-- SHORT TASK A --
Count how many lines of the records contain the string "baby", matching case exactly, and give only that number.

-- SOURCE --
However, the CVCD believes that ragging is a complex issue that needs many interventions for it to be eliminated from Sri Lankan Universities. It must be recognized that it is carried out in a novel, sophisticated manner, using technology, with the collective power of the student groups backed by certain political elements. It uses a network of individuals and starts even before the students enter the universities and continues for a long period thereafter.

The CVCD has also noted the introduction of cyber ragging, in addition to physical, mental, or sexual forms. These complexities require a comprehensive strategy planned by Universities, law enforcement authorities, political parties, and media with the support of civil society for its prevention and elimination. There needs to be a strong movement against ragging in civil society to encourage the new entrants to universities, and their parents, to stand up to organized groups of student perpetrators motivated by political intentions.

The universities are faced with multiple issues in their efforts to eliminate ragging. These include the lack of legitimate complaints with evidence or clues for identification of perpetrators; lack of a robust system for protection of victims and witnesses; inaction of law enforcement authorities to fully implement the provisions of the Act No 20 of 1998 on prevention of ragging, and slowness of the judicial and disciplinary procedures. In many instances, dissemination of one-sided information obtained from highly vocal student movements opposes the university administration in taking action against the student perpetrators of ragging. It is common for protests to be stage-managed in front of University Grants Commission or the Ministry of Education to pressurize authorities to withdraw or mitigate punishments that have been handed to perpetrators after due process.

In the past, there have been instances where instead of supporting the VCs and University authorities in taking stern actions against ragging and other acts of student indiscipline and violence, undue influences have been made by external forces to the legal and disciplinary processes. This aims to protect perpetrators with scant regard to the rights of the victims and the harm caused to them. The CVCD views with grave concern the fact that perpetrators abuse provisions in the legal system and exploit the facility of taking their complaints to the Human Rights Commission. This occasionally escalates to severe harassment of VCs and university authorities.

-- DATA FOR PROCESSING --
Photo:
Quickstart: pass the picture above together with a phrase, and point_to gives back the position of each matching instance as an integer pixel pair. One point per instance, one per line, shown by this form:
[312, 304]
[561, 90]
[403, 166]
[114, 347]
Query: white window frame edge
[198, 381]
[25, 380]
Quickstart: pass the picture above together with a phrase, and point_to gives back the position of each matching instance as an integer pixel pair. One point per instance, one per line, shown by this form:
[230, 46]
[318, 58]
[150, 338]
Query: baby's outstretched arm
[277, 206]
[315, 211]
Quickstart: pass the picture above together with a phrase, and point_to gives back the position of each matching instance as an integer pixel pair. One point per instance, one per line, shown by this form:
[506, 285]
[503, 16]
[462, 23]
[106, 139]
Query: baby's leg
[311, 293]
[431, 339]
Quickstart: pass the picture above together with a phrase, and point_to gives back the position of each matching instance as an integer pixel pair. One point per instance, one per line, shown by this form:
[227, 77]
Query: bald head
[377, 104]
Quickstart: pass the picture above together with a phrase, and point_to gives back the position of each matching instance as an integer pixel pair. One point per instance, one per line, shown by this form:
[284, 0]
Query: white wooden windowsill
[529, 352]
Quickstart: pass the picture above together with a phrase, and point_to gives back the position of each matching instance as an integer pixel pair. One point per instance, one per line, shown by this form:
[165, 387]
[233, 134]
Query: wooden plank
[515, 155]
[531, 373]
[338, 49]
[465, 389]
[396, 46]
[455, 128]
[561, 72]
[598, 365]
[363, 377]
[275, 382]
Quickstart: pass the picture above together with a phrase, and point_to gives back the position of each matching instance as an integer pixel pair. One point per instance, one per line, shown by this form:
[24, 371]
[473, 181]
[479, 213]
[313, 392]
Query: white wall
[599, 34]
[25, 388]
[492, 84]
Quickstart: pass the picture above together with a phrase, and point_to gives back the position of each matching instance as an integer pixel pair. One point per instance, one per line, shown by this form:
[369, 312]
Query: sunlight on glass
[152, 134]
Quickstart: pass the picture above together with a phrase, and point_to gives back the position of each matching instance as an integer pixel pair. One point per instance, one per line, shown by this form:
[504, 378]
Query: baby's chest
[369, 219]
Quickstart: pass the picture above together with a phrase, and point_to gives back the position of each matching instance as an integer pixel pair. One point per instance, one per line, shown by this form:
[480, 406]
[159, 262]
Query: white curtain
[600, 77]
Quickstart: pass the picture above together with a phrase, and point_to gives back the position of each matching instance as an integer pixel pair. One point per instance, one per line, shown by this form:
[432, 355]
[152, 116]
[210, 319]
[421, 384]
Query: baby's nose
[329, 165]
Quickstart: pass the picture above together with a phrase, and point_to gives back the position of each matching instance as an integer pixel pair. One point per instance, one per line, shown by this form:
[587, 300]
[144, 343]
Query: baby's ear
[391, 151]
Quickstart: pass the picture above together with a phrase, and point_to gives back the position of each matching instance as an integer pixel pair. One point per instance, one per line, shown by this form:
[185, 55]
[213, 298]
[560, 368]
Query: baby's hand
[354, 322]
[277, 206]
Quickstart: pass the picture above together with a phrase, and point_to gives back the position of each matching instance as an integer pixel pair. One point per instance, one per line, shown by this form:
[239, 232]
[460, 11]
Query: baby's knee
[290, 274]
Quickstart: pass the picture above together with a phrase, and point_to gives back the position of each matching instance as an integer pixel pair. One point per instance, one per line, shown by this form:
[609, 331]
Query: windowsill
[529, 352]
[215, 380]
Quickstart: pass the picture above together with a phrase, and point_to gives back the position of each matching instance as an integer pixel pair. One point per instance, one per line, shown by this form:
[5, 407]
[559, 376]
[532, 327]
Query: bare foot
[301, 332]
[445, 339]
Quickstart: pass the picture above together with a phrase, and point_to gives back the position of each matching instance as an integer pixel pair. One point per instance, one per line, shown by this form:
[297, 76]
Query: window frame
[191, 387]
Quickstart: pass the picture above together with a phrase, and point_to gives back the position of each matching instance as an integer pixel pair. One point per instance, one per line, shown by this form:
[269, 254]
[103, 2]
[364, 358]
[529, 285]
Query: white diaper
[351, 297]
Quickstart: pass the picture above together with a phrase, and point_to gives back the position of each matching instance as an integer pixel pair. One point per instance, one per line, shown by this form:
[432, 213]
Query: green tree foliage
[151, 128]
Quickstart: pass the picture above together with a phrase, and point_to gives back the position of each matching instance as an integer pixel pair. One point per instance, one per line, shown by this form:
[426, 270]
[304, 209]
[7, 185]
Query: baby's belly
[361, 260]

-- SHORT TASK B --
Decide whether each statement agrees with the passage on ragging, and answer yes or no with the deciding words from that passage quoted exactly. (i) Ragging begins only after students enter the universities. (ii) Act No 20 of 1998 deals with the prevention of ragging. (iii) Protests are stage-managed in front of the Ministry of Health.

-- WORKED SOLUTION A --
8

-- WORKED SOLUTION B --
(i) No: "starts even before the students enter the universities"
(ii) Yes: "the Act No 20 of 1998 on prevention of ragging"
(iii) No: "in front of University Grants Commission or the Ministry of Education"